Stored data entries
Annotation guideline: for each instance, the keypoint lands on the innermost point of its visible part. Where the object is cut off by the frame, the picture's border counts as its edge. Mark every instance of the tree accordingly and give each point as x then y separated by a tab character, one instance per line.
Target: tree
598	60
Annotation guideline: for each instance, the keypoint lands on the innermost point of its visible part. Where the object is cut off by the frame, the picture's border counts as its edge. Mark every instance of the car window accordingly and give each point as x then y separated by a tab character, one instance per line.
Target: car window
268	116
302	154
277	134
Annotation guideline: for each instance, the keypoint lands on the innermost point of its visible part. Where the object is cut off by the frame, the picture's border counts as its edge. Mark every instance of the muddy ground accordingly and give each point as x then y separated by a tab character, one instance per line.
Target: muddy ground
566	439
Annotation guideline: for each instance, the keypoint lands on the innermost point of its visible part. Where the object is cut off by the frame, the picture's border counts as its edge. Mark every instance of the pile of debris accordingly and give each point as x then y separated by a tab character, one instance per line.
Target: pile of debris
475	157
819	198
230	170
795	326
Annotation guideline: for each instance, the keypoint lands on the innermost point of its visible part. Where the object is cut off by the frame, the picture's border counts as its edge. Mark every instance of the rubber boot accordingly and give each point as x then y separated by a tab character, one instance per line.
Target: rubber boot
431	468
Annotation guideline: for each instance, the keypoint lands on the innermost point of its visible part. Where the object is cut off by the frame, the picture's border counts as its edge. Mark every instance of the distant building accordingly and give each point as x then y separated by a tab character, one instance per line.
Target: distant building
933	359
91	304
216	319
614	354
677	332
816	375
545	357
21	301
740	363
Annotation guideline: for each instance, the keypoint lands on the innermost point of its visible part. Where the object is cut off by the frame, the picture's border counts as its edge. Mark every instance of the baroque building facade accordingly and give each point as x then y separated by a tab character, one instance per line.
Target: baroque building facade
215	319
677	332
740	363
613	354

PROBLEM TO WORK ON
When transcribing the data, keep every line exactly as it is.

SOLUTION
Annotation guideline: for each instance, the keypoint lands on the innermost point of its visible part. Where the object is cut off by the frame, the picture's border counts as its edge. Mark every instance of the tree accordingly and give each point as x then y separated by a tab character, one instance per line.
Target: tree
598	60
Annotation guideline: for each instance, the keypoint lands on the innermost point of its visible part. Where the object is cut off by the frame, the picture's border counts as its edge. Mark every instance of the car window accordingly and give each point as x then y separated by a tab character, one instance per line.
Target: car window
268	116
302	154
277	134
Annotation guideline: for each instance, the keypoint lands on the innermost point of its visible part. Where the object is cut off by the frame, the picture's border counts as its edge. Mark every instance of the muddy ground accordingly and give each point as x then y separated by a tab character, one instance per line.
Target: muddy ground
566	439
Annotation guideline: for each instance, the keypoint lands on the innermost point of its visible part. Where the object is cut off by the frame, the picture's border counts as its edge. Mark every instance of the pile of debris accordingly and give each point as x then y separated by a tab character, one instance per line.
Target: pile of debris
475	157
819	198
230	170
795	326
Annotation guideline: for each instance, the keypoint lands on the innermost point of its visible part. Where the object is cut off by the frame, the picture's border counts as its edge. Mark every instance of the rubber boot accordingly and give each point as x then y separated by a tab character, one instance per line.
Target: rubber boot
431	468
Annotation guideline: for each instance, the keypoint lands on the innermost point of its visible part. Where the object is cut off by the frame, the picture's border counts as its edge. Mark every instance of the distant building accordingly and give each point as x then y separated by a tab character, one instance per line.
Target: distant building
933	359
91	304
216	319
614	354
677	332
816	375
545	357
21	301
740	363
Annotation guideline: for each instance, the keypoint lands on the innermost point of its visible part. Where the object is cut off by the frame, the picture's border counts as its edge. Mark every instance of the baroque building facade accordingly and give each point as x then y separated by a tab character, one instance per line.
Target: baroque building facade
215	319
677	332
740	363
613	354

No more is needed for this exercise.